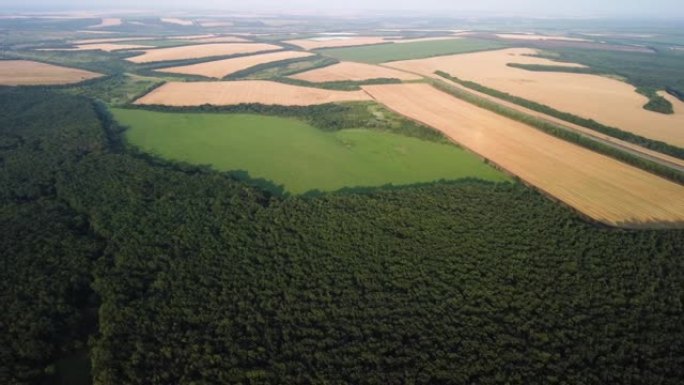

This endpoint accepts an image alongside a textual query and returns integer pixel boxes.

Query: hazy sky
[7,0,684,18]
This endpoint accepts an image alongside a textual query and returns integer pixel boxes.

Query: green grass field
[112,108,507,194]
[316,38,507,63]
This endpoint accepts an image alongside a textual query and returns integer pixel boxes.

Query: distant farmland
[113,108,507,193]
[317,38,506,64]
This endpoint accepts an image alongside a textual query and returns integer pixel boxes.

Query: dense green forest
[1,88,684,385]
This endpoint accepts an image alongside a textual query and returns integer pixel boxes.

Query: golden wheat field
[135,80,371,106]
[157,51,313,78]
[126,43,282,63]
[285,36,389,50]
[291,61,422,82]
[0,60,101,85]
[386,48,684,147]
[71,37,153,44]
[363,83,684,227]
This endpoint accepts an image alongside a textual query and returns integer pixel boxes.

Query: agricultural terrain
[113,108,507,193]
[387,48,684,147]
[134,81,372,106]
[1,12,684,385]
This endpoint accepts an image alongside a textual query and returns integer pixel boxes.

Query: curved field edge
[110,108,509,194]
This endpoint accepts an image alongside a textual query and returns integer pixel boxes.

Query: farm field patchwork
[41,43,152,52]
[134,80,372,106]
[285,36,389,50]
[386,48,684,147]
[88,18,121,28]
[125,43,282,63]
[363,83,684,227]
[0,60,101,85]
[495,33,590,42]
[158,51,313,78]
[71,37,155,44]
[112,108,507,193]
[317,38,506,63]
[290,61,421,82]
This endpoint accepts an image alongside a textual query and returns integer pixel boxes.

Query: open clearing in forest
[317,38,506,63]
[363,83,684,227]
[112,108,507,194]
[126,43,281,63]
[386,48,684,147]
[134,80,372,106]
[0,60,101,85]
[290,61,422,82]
[158,51,313,78]
[285,36,389,50]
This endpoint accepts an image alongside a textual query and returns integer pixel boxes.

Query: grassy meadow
[112,108,507,193]
[316,38,507,63]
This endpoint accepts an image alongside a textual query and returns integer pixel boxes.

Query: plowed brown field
[363,83,684,227]
[135,80,371,106]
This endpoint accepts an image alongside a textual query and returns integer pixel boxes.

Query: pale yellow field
[0,60,101,85]
[72,37,153,44]
[199,21,235,27]
[363,83,684,227]
[158,51,313,78]
[188,36,248,43]
[386,48,684,147]
[388,37,463,44]
[161,18,193,26]
[88,18,122,28]
[291,61,421,82]
[495,33,589,42]
[42,43,151,52]
[285,36,389,50]
[135,80,372,106]
[126,43,282,63]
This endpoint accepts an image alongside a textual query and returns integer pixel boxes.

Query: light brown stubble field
[284,37,389,50]
[135,80,371,106]
[291,61,422,82]
[385,48,684,147]
[158,51,313,78]
[0,60,101,85]
[126,43,282,63]
[363,83,684,227]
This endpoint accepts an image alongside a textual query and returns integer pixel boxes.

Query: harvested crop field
[386,48,684,147]
[71,37,154,44]
[126,43,281,63]
[363,83,684,227]
[134,80,371,106]
[285,36,388,50]
[0,60,101,85]
[187,36,249,43]
[495,33,589,42]
[388,36,464,44]
[158,51,313,78]
[42,43,151,52]
[291,61,421,82]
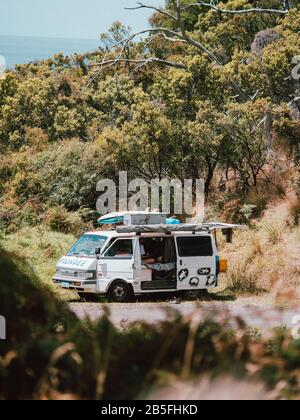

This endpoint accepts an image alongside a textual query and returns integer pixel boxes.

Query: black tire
[198,289,210,299]
[78,292,99,302]
[108,281,133,303]
[183,289,209,301]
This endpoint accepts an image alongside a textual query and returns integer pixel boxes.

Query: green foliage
[1,246,300,399]
[44,206,88,235]
[100,21,132,49]
[0,1,300,230]
[5,140,108,209]
[0,226,76,297]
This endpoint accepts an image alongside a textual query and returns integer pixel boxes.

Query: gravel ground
[70,295,300,332]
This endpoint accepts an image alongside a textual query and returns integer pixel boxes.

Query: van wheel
[108,281,133,303]
[183,290,200,301]
[198,289,209,299]
[78,293,99,302]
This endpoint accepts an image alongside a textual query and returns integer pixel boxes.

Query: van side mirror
[95,247,101,256]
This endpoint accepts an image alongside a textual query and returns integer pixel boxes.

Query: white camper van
[53,212,244,302]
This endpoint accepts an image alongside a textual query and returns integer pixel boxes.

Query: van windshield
[68,235,107,257]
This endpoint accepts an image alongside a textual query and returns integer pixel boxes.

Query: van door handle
[179,260,183,266]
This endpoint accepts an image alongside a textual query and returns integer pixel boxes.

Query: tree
[221,99,274,192]
[97,89,175,181]
[100,21,132,49]
[91,0,294,99]
[186,100,227,196]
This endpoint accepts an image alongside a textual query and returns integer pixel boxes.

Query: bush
[20,140,109,211]
[219,199,257,224]
[226,261,264,295]
[44,206,89,235]
[0,198,45,232]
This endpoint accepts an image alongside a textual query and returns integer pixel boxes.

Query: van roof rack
[116,223,246,234]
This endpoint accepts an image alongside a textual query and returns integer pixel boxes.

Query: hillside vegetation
[0,0,300,298]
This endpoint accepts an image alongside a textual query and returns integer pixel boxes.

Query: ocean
[0,35,101,69]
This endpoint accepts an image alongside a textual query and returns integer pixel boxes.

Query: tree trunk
[204,159,215,199]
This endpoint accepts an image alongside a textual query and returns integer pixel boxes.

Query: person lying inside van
[144,262,176,271]
[144,261,176,281]
[141,237,176,280]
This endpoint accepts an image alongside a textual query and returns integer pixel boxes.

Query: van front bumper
[53,277,97,293]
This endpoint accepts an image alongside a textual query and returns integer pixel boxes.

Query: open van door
[175,234,217,291]
[204,223,246,243]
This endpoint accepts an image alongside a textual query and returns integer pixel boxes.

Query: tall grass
[0,226,77,300]
[220,222,300,300]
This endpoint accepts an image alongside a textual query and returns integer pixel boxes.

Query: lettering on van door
[198,267,211,275]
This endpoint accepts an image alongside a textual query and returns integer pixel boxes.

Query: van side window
[177,236,213,257]
[104,239,133,259]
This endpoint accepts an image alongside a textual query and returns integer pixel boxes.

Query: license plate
[61,282,70,289]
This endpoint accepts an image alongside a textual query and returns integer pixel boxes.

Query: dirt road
[70,296,300,332]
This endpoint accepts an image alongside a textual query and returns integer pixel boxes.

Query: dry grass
[218,196,300,302]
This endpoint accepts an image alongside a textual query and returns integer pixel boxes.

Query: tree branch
[182,1,289,15]
[91,1,283,99]
[125,2,177,21]
[89,57,187,70]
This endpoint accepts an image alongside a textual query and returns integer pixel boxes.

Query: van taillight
[216,256,228,274]
[220,259,228,273]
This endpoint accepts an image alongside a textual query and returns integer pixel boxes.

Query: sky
[0,0,164,40]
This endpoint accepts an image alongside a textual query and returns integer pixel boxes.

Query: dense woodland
[0,0,300,232]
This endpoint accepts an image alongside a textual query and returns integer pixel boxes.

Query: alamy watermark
[96,172,205,221]
[0,315,6,340]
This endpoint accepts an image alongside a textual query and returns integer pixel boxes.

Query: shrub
[44,206,89,235]
[264,223,284,245]
[0,199,44,232]
[220,199,257,224]
[226,261,263,295]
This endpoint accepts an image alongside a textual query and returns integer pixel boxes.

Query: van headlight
[56,268,72,276]
[75,271,95,280]
[56,269,95,280]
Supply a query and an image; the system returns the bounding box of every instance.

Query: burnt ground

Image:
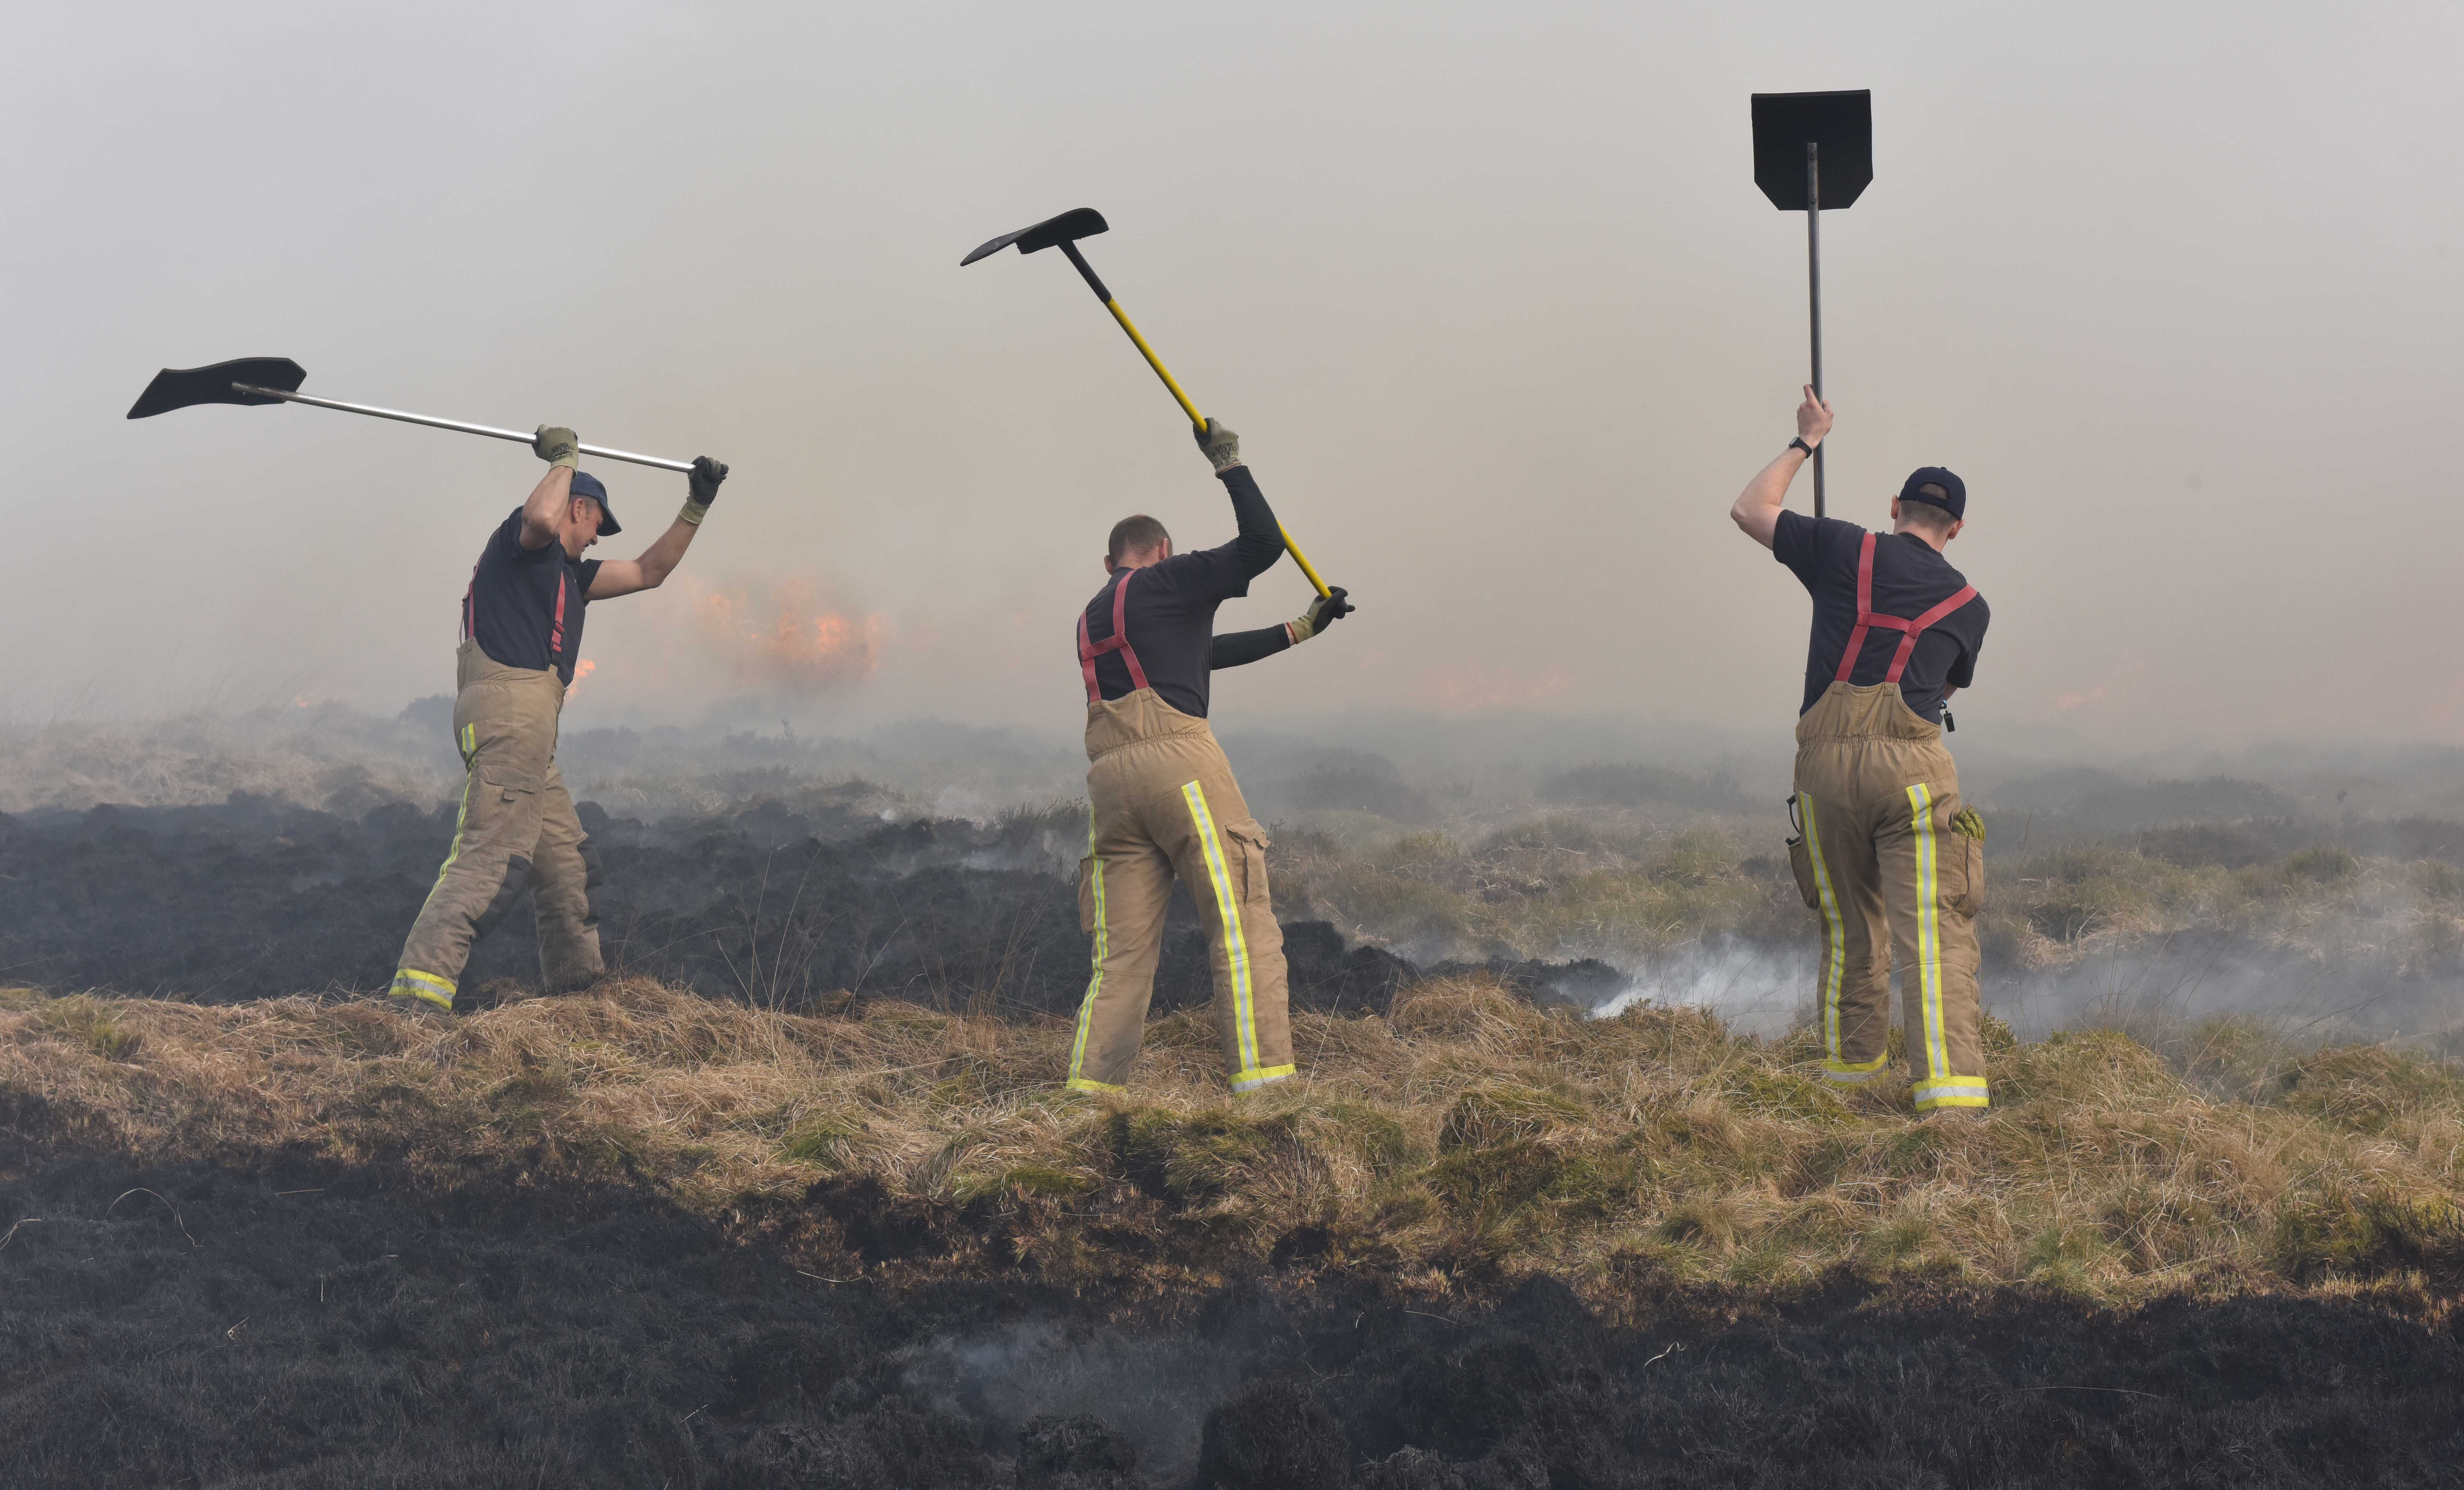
[0,794,1615,1017]
[10,796,2464,1483]
[1,1149,2458,1489]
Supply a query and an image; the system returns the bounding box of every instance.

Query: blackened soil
[0,796,1608,1018]
[2,1155,2458,1488]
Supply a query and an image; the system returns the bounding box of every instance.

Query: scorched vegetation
[6,975,2461,1306]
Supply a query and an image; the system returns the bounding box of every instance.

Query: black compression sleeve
[1219,465,1284,579]
[1210,624,1292,670]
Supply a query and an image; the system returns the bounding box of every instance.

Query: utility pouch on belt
[1785,794,1821,911]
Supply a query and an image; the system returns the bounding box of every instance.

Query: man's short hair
[1899,485,1958,532]
[1108,514,1171,563]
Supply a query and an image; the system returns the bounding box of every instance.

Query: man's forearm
[633,517,700,587]
[1211,625,1293,670]
[1734,389,1833,549]
[1729,446,1808,548]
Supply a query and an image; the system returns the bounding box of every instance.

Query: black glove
[680,456,728,525]
[1289,586,1353,642]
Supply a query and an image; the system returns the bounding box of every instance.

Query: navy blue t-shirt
[1773,512,1987,724]
[1080,466,1282,718]
[461,507,603,686]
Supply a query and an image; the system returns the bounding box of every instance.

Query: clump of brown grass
[3,977,2460,1306]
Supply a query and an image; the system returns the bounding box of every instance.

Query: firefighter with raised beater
[1732,389,1993,1118]
[1066,419,1351,1094]
[389,428,727,1012]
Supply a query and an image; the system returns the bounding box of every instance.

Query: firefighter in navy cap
[389,428,727,1012]
[1732,389,1993,1118]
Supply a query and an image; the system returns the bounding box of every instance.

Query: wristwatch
[1789,437,1818,457]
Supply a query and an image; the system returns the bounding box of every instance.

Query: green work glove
[1194,417,1242,475]
[1288,586,1353,644]
[680,456,728,525]
[1951,807,1985,842]
[532,425,580,470]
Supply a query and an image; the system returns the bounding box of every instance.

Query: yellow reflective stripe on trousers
[1800,792,1848,1061]
[459,722,477,761]
[1913,1075,1989,1110]
[409,766,480,924]
[1181,780,1260,1076]
[1908,783,1951,1084]
[1068,816,1107,1087]
[389,967,455,1009]
[1820,1053,1892,1082]
[1231,1064,1295,1093]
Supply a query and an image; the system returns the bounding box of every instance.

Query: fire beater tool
[1751,89,1872,519]
[125,357,695,473]
[961,208,1333,599]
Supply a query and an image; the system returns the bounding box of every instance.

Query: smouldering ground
[6,977,2461,1307]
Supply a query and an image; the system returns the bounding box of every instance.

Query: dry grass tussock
[5,977,2463,1309]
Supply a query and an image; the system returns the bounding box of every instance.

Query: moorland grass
[4,976,2460,1311]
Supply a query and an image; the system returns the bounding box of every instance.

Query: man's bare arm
[520,426,581,550]
[588,517,700,599]
[1729,387,1833,550]
[588,456,728,601]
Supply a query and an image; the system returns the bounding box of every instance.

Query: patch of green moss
[1723,1065,1849,1124]
[37,995,140,1062]
[1424,1139,1560,1227]
[2284,1047,2464,1134]
[1114,1106,1305,1200]
[1439,1082,1589,1151]
[780,1111,864,1169]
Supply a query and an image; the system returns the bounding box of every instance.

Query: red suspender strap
[1832,530,1979,685]
[551,573,568,656]
[1884,584,1978,683]
[1833,533,1879,682]
[1077,569,1149,704]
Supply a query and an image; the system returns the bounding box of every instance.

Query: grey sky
[4,2,2455,754]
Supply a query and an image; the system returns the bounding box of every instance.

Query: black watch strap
[1789,437,1817,457]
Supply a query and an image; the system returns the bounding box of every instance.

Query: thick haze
[4,3,2456,754]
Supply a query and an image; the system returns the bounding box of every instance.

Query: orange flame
[694,579,886,688]
[565,658,596,697]
[1416,661,1576,715]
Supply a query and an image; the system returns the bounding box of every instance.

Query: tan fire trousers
[1069,689,1294,1094]
[1788,681,1989,1112]
[389,641,603,1010]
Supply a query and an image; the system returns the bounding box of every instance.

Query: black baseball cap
[569,470,622,534]
[1897,466,1966,520]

* [INSTRUCTIONS FOR THE TASK]:
Everything from the line containing "Query: thick haze" through the final line of the records is what you should print, exactly and with nothing added.

* [SOLUTION TO THE EXERCISE]:
Query: thick haze
[4,3,2456,754]
Supply a query and an image; the system returns the bounding box of every instance.

Query: orange flame
[694,579,886,688]
[565,658,596,697]
[1416,661,1576,715]
Supply a query and an image; the system returns the bounding box of every instance.

Query: tan fire trousers
[1069,689,1294,1094]
[1788,681,1989,1112]
[389,641,603,1010]
Supply a query and an image; the system returns the bounding box of every instance.

Query: black baseball cap
[569,470,622,534]
[1897,466,1966,520]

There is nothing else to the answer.